§ **WHAT YOU SHOULD DO**
Return the passage of the movie clustering post from "Next, I built" to "on alphanumeric characters).", copied word for word.

§ **PASSAGE PROVIDED**
>>>

Monday, March 23, 2009

Portfolio Assignment 6

Movie Clustering

For this assignment, I've decided to try to cluster movies based on IMDB's user-submitted plot summaries. In theory, an accurate plot summary should contain enough relevant information about a movie to be suitable for clustering. However, since we are interested in the movies described by the summaries rather than the summaries themselves, we want to make sure that we group similar movies together even if the summaries we have for those movies are stylistically different, and that we do not group very different movies together because their summaries were submitted by the same author. Therefore, in designing an algorithm to rate the difference between two movies, we must make sure that we are scoring the summaries based on content and not style.

To begin, I downloaded the plot summaries and user-submitted ratings from IMDB. I will only be clustering the most-rated (not highest-rated -- I want well-known movies, not necessarily well-liked movies) 1000 movies. (Actually, IMDB lists both movies and TV series, and the data doesn't distinguish between the two.) In order to select the plot summaries of the 1000 most-rated movies, I wrote Python scripts to parse both files and input the results into a MySQL database. Then we can get the most-rated 1000 movies for which there is at least one plot summary. This will be our dataset. The summaries for those movies can be considered a collection of documents.

Next, I built an inverted index, storing the location of each token in each summary, using the method descriped in the PCI book (including the simplistic tokenizer that splits on alphanumeric characters).

Now, in order to use heirarchical clustering, we need to define a distance function for two movies. One approach would be to build a dictionary of terms, then construct a vector for each movie that relates each term to a frequency, then take the Euclidean distance between those vectors. This is the approach used in PCI (and assignment 4) for clustering blogs. However, it has a number of problems. First, that approach considers all words equally relevant. In this case, we want less common words to be more relevant. The more common a word is, the less likely it is to distinguish between two movies and the more likely it is to be biased by the author's writing style. Also, our summaries differ significantly in length, and this approach would tend to rate the distance between a short summary and a large summary too high, because there must be a large gap in the frequencies of terms, even if the terms are all the same.

The technique I will be using is cosine similarity, as described by the IR book. For each document, the algorithm builds a vector of tf-idf scores for each term, where tf-idf is the normalized term frequency (the number of times the term appears in the document divided by the length of the document) multiplied by the inverted document frequency, which is the log of (N / the number of documents that contain the term), where N is the total number of documents. Thus a term that is more frequent within the document is weighted higher (it adds more information about that document), and a term that appears in more documents overall is weighted lower (it does little to distinguish that document from the rest).

Since this technique of calculating similarities uses only word frequency, not word order, we can add together frequency counts for multiple summaries and treat a movie as a single document, regardless of how many summaries it has.

<<<

§ **DATA ENTRIES**
>>>

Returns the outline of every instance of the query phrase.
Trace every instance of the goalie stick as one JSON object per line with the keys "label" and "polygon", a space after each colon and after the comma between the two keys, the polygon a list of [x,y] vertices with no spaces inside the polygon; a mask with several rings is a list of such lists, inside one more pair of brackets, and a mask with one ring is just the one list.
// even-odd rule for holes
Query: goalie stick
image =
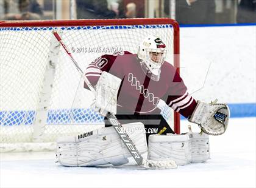
{"label": "goalie stick", "polygon": [[[84,72],[79,66],[76,61],[74,59],[72,56],[72,54],[69,52],[68,47],[64,44],[62,41],[60,36],[59,35],[56,30],[52,32],[53,35],[60,42],[61,45],[64,49],[65,51],[69,56],[72,62],[74,63],[74,65],[76,66],[77,70],[82,76],[84,81],[89,87],[90,90],[93,93],[95,96],[96,91],[93,88],[93,86],[91,84],[89,80],[85,76]],[[173,160],[165,160],[165,161],[153,161],[148,160],[144,159],[142,157],[141,155],[138,152],[138,149],[136,148],[134,143],[130,139],[130,137],[126,133],[122,127],[121,123],[117,119],[116,116],[113,114],[108,112],[106,115],[107,118],[109,120],[111,124],[114,127],[114,129],[116,130],[121,139],[126,146],[126,148],[128,149],[129,152],[132,155],[133,159],[135,160],[136,163],[138,166],[140,166],[146,169],[176,169],[177,168],[177,164],[176,162]]]}

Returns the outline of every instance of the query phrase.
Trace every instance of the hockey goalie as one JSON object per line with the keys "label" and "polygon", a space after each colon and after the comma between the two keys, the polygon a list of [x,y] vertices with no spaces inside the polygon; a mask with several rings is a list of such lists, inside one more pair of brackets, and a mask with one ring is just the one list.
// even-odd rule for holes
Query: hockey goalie
{"label": "hockey goalie", "polygon": [[[229,107],[196,101],[166,55],[163,41],[148,36],[137,54],[124,51],[96,59],[85,72],[96,90],[94,109],[103,116],[116,115],[139,152],[148,152],[149,159],[171,159],[179,165],[206,161],[208,135],[225,132]],[[86,83],[84,87],[88,89]],[[175,134],[161,115],[163,104],[197,124],[202,132]],[[131,155],[111,125],[105,118],[104,128],[60,138],[59,163],[66,166],[127,163]]]}

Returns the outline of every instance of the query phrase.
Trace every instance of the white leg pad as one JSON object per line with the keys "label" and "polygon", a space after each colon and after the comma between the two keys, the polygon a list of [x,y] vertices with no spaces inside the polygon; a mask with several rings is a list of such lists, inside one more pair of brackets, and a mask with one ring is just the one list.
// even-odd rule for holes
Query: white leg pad
{"label": "white leg pad", "polygon": [[185,165],[191,160],[191,150],[189,135],[151,135],[149,137],[149,159],[172,159],[178,165]]}
{"label": "white leg pad", "polygon": [[191,163],[205,162],[210,159],[209,135],[193,133],[191,142]]}
{"label": "white leg pad", "polygon": [[[144,125],[123,125],[141,153],[148,151]],[[115,166],[128,163],[132,155],[113,127],[104,127],[76,136],[59,138],[57,141],[57,162],[66,166]]]}

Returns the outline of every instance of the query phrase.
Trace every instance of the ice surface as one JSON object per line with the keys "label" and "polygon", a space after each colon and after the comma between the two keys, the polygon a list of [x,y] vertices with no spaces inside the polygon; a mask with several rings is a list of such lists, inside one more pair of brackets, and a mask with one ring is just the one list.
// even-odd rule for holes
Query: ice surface
{"label": "ice surface", "polygon": [[0,187],[255,187],[255,127],[256,118],[231,119],[225,134],[210,136],[210,160],[174,170],[65,167],[51,152],[2,153]]}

<<<

§ **ANSWER**
Next, I built an inverted index, storing the location of each token in each summary, using the method descriped in the PCI book (including the simplistic tokenizer that splits on alphanumeric characters).